Requests:
**a)** Answer these questions from the FUSE text, one per line:
(i) Through which character device does the kernel FUSE driver forward VFS operations to the user-space daemon?
(ii) What command does the FUSE text give for unmounting a FUSE filesystem?
(iii) What do FUSE filesystems involve for every VFS operation?
**b)** Repeat word for word everything in the FUSE text from "VFS call (e.g." down to "MTP, Google Drive)".

***** Reading text *****

FUSE (Filesystem in Userspace, fs/fuse/) allows filesystem implementations to run entirely in user space. The kernel FUSE driver forwards VFS operations to a user-space daemon via a /dev/fuse character device. 
VFS call (e.g. read)
  └─ fs/fuse/file.c:fuse_read()
       └─ encode FUSE_READ request → /dev/fuse
            └─ user-space daemon reads request
            └─ daemon performs I/O
            └─ daemon writes FUSE_READ reply → /dev/fuse
       └─ kernel copies data to user buffer
FUSE is used by:
  • SSHFS — mount remote filesystems over SSH
  • GVfs — GNOME virtual filesystem (FTP, MTP, Google Drive)
  • libfuse-based implementations (EncFS, CephFS FUSE client, etc.)
# Install libfuse and mount SSHFS
sshfs user@host:/remote/path /mnt/remote

# Unmount a FUSE filesystem
fusermount -u /mnt/remote
FUSE filesystems involve a context switch for every VFS operation (kernel → user daemon → kernel). This makes them significantly slower than in-kernel filesystems for latency-sensitive or high-IOPS workloads. Minimise round-trips by enabling FUSE_CAP_ASYNC_READ, FUSE_CAP_WRITEBACK_CACHE, and similar capability flags in the daemon.

***** Information provided *****

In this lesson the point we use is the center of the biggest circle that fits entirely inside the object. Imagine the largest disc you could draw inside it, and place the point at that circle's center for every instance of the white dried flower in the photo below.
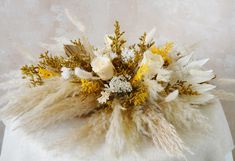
(112, 55)
(66, 73)
(154, 63)
(80, 73)
(119, 84)
(103, 67)
(127, 54)
(104, 97)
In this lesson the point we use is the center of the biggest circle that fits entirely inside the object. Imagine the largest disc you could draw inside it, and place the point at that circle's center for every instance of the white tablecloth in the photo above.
(217, 147)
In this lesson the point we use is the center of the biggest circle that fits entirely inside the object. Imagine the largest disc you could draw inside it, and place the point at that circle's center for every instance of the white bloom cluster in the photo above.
(104, 97)
(119, 85)
(116, 85)
(127, 55)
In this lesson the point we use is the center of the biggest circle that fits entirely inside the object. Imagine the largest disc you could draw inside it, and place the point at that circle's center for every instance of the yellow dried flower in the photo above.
(163, 51)
(140, 73)
(139, 97)
(90, 86)
(44, 73)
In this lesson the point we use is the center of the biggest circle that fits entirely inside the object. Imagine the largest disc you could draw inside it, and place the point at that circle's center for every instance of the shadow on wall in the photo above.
(2, 127)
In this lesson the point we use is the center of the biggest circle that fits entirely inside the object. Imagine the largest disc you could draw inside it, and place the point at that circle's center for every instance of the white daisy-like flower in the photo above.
(127, 54)
(112, 55)
(103, 67)
(80, 73)
(119, 84)
(104, 97)
(66, 73)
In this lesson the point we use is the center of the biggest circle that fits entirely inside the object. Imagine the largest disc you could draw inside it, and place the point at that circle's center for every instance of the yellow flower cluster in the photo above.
(139, 97)
(163, 51)
(140, 73)
(44, 73)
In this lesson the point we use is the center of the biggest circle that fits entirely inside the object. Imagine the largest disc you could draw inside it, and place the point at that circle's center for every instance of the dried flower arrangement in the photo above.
(127, 93)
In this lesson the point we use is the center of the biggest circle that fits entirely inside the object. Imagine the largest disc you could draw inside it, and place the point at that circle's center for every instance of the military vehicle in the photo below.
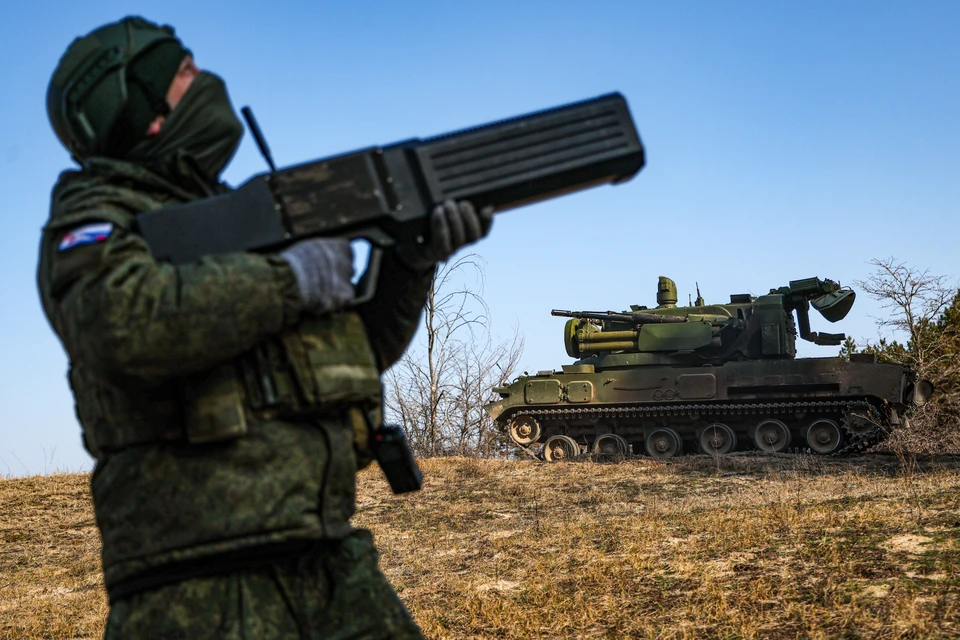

*****

List of solutions:
**a)**
(i) /dev/fuse
(ii) fusermount -u /mnt/remote
(iii) A context switch (kernel → user daemon → kernel)

**b)**
VFS call (e.g. read)
  └─ fs/fuse/file.c:fuse_read()
       └─ encode FUSE_READ request → /dev/fuse
            └─ user-space daemon reads request
            └─ daemon performs I/O
            └─ daemon writes FUSE_READ reply → /dev/fuse
       └─ kernel copies data to user buffer
FUSE is used by:
  • SSHFS — mount remote filesystems over SSH
  • GVfs — GNOME virtual filesystem (FTP, MTP, Google Drive)